- [Given passage]:
_ _ _

The script is at its best focused on family dynamics, but it’s even better at levity. One scene in particular had the audience laughing: the family is singing “This Little Light of Mine” in the car, when Colton asks if they can sing “We Will Rock You” instead. There’s an awkward silence for a few seconds before the whole car erupts into the Queen hit song at the top of their lungs. It’s a joy to watch. But it unfortunately only lasts 30 seconds.
The directing is poor, which is surprising since Randall Wallace has proven himself perfectly capable with The Man In The Iron Mask, We Were Soldiers, and Secretariat. The shot composition is often awkward. Near the beginning of the film, a scene with Todd driving his truck through Nebraskan farmland, is covered by three different shots. The composition barely changes; it neither helps the narrative, nor says anything substantial about the character or setting.
Even worse is when Colton is being wheeled away to surgery in the hospital, and the camera focuses on his hand slowly losing grip on his favourite toy. He invariably drops it, which is captured it in a slow motion close up. Out of sync with the visual style, it’s one of the most-jarring visual decisions in the film.

_ _ _

- [Work to complete]:
1 – Decide whether each statement below agrees with the film review above. Answer yes or no for each, and quote the words of the review that decide it.
(a) The family's car sing-along of "We Will Rock You" goes on for several minutes.
(b) The review calls the directing of the film poor.
(c) The scene of Todd driving through Nebraskan farmland is covered by three different shots.
2 – In the film review above, which song does Colton ask if the family can sing instead of "This Little Light of Mine"?
3 – Write the next part of the film review, starting after its final sentence.

_ _ _

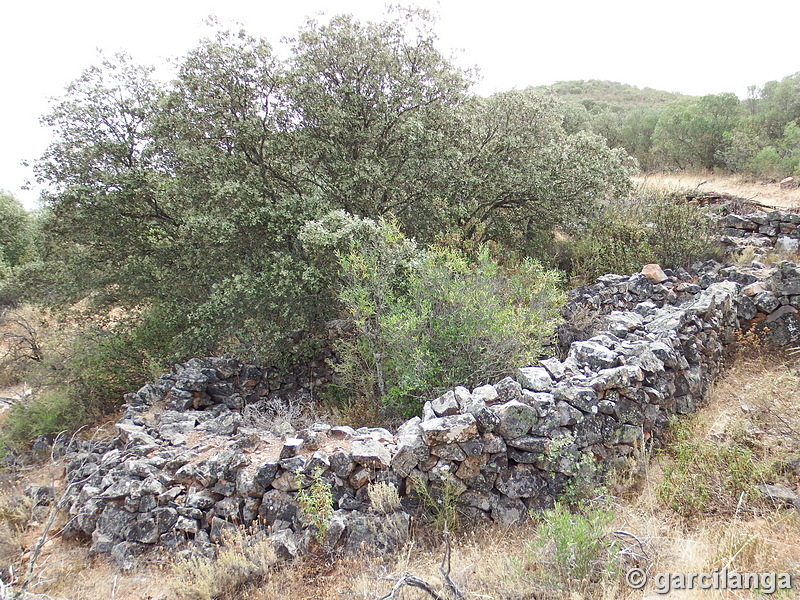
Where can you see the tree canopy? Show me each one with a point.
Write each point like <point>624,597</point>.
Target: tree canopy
<point>188,197</point>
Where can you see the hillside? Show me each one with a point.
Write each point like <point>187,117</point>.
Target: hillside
<point>620,95</point>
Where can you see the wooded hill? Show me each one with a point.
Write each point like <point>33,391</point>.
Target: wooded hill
<point>758,136</point>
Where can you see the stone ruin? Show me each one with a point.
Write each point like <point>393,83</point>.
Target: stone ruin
<point>188,464</point>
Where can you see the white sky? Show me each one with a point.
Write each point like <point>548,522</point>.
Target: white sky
<point>694,47</point>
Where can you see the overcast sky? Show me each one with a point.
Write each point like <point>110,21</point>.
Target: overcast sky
<point>695,47</point>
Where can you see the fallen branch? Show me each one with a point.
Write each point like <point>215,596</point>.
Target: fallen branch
<point>416,582</point>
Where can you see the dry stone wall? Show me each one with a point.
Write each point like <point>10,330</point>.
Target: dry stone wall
<point>194,457</point>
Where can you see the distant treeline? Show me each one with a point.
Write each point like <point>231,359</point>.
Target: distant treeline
<point>759,136</point>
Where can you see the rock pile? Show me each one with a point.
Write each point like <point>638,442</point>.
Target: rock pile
<point>190,462</point>
<point>774,231</point>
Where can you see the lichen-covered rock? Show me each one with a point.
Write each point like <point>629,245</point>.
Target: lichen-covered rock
<point>516,418</point>
<point>536,379</point>
<point>449,430</point>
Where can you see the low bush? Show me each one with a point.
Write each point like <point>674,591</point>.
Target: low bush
<point>701,477</point>
<point>243,562</point>
<point>572,553</point>
<point>79,372</point>
<point>650,227</point>
<point>426,320</point>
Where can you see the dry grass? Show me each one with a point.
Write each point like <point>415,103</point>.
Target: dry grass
<point>754,403</point>
<point>769,193</point>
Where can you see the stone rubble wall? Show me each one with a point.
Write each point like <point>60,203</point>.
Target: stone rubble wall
<point>190,463</point>
<point>775,231</point>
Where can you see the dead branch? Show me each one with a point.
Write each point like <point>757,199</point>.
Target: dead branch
<point>446,572</point>
<point>416,582</point>
<point>622,533</point>
<point>412,581</point>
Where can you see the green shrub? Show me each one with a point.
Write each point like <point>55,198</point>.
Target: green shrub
<point>316,504</point>
<point>427,320</point>
<point>50,412</point>
<point>702,477</point>
<point>625,235</point>
<point>80,377</point>
<point>571,552</point>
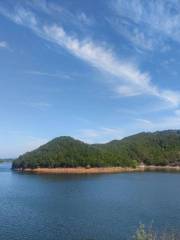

_ _ _

- [Set of answers]:
1 –
(a) No: "But it unfortunately only lasts 30 seconds."
(b) Yes: "The directing is poor"
(c) Yes: "is covered by three different shots"

2 – "We Will Rock You"

3 –
The movie could have recovered from these missteps. It admirably struggles with doubts, and brings up multiple objections to the veracity of Colton’s experience. Todd sees a secular psychiatrist, who raises all sorts of doubts that any skeptic would raise. Though the film never addresses these questions properly, Heaven is For Real allows for skepticism; even if its answers aren’t satisfactory, at least the film has the gumption to make room for it.
Philosophically and theologically, I don’t agree with Christians seeking empirical proof of life after death, especially when it’s packaged and sold to people. These stories are used to comfort those fearing death, or to console individuals about lost loved ones. It’s understandable, but I don’t think latching on to other people’s personal experiences, like this one, should be shared as the answer to our doubts.
Thomas Merton has an interesting take on the subject: “The Christian is not concerned really with a life divided between this world and the next. He is concerned with one life, the new life of man (Adam – all men) in Christ and in the Spirit, both now and after death.”
Though I don’t fit into the ideal demographic this movie is marketed to, I wanted it to win me over. I was interested in seeing how heaven was envisioned, and how that one experience changes the family forever. Since the story claims foundations on real events, heaven should have been glorious and dazzling. Instead, the film spends less than 10 minutes showing us heaven, and when it does, it’s incredibly uninspired. It’s the type of heaven portrayed on greeting cards, and it brings down the movie. The angels’ voices are meant to be beautiful, but end up being oddly creepy; their laughter is unsettling rather than joyful.
Heaven is for Real had an opportunity to be an innovative step forward for Christian films, to shed the skin of its insular predecessors, presenting a new kind of Christian film that isn’t confined to the conventions of its genre and the expectations of its audience. While it is a step up, it’s still plagued by the same limitations as other faith-based films.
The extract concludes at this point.